Text section ::
==================================================

Law serves several functions. Principally, it provides norms and safeguards. Law
indicates what conduct is and what conduct is not permitted in society, and offers citizens
the possibility to seek compliance by others of the rules involved. Furthermore, law provides
a means for avoiding, mitigating and settling conflicts in society. Last but not least,
governments use law as an instrument to achieve all manner of policy objectives – including
nature conservation objectives.
A major source of law is legislation (i.e. the issuing of written, binding rules) by
governments and other public entities at international, national, subnational, and lower
governmental levels. Other sources include judicial rulings (court decisions), and customary
law (unwritten rules created through practice). Within domestic legal systems, a distinction
can be drawn between private law (primarily concerned with relations between citizens or
other private parties like companies) and public law (primarily concerned with the
promotion of public interests). Within public law, in turn, a distinction can be made
between constitutional and administrative law (concerning inter alia the powers of
governmental bodies and the relationships between them) and criminal law. A final
distinction to bear in mind is that between substance, meaning the actual content of legal
rights and obligations, and procedure, meaning the ways in which rules come about, rules
are applied, and legal disputes are settled. At the international level, most law is generated
through the conclusion of binding agreements (treaties) between two or more national
governments. These commonly come by the names of treaty, convention, agreement or
protocol. A special, and for 28 European states particularly influential, branch of
international law is the law of the European Union (EU). EU law consists mainly of several
treaties and a large body of secondary legislation adopted on the basis of those treaties,
particularly in the form of (legally binding) regulations and directives.
The repeated use of the word binding above indicates the distinguishing feature of
law as compared with other, non-binding instruments in the wider domain often referred to
as policy. Policy instruments that are not legally binding include political declarations,
statements of intent, strategies, guidelines, recommendations, memoranda of
understanding and codes of conduct.
2. Legal research
As an academic discipline, law is somewhat odd. Explaining the nature of law itself is
certainly easier than explaining the nature of legal research, or legal scholarship as it is often
called. Readers are accordingly advised to adjust their expectations of the following
discussion to the reality that ‘[l]egal researchers have always struggled to explain the nature
of their activities to colleagues in other disciplines’ (Chynoweth, 2008: 28). My main
ambition here is to keep the struggle brief.

==================================================

Given exercise 1 ::
Copy out the passage on law and legal research from "2. Legal research" up to and including "the struggle brief.".
Given exercise 2 ::
Answer these questions about the passage on law and legal research:
(a) How is customary law described?
(b) Through what means is most law generated at the international level?
(c) How does the passage characterize law as an academic discipline?

Dataset items ::
==================================================

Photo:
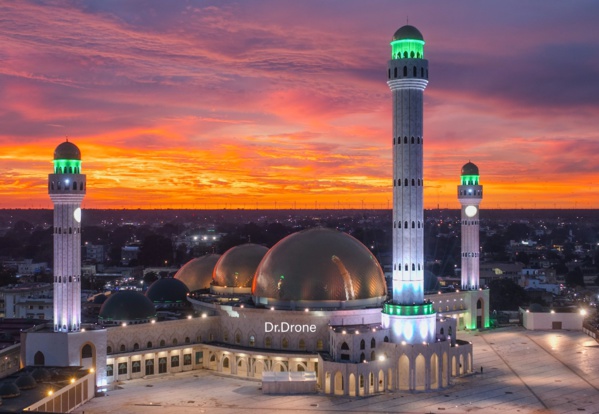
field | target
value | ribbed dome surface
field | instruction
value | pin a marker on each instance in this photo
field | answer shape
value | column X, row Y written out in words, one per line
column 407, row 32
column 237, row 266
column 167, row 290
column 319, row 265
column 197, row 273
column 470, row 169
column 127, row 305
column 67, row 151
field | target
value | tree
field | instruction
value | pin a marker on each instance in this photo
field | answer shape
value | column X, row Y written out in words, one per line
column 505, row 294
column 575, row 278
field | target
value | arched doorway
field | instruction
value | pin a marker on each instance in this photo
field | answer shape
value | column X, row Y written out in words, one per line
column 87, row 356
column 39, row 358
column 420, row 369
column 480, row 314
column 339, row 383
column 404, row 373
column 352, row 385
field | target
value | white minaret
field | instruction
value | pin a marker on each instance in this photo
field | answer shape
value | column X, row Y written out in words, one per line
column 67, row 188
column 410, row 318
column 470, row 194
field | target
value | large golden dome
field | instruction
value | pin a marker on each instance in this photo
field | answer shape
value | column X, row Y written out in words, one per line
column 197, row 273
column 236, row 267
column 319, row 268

==================================================

Correct response 1 ::
2. Legal research
As an academic discipline, law is somewhat odd. Explaining the nature of law itself is
certainly easier than explaining the nature of legal research, or legal scholarship as it is often
called. Readers are accordingly advised to adjust their expectations of the following
discussion to the reality that ‘[l]egal researchers have always struggled to explain the nature
of their activities to colleagues in other disciplines’ (Chynoweth, 2008: 28). My main
ambition here is to keep the struggle brief.

Correct response 2 ::
(a) As unwritten rules created through practice.
(b) Through the conclusion of binding agreements (treaties) between two or more national governments.
(c) As somewhat odd.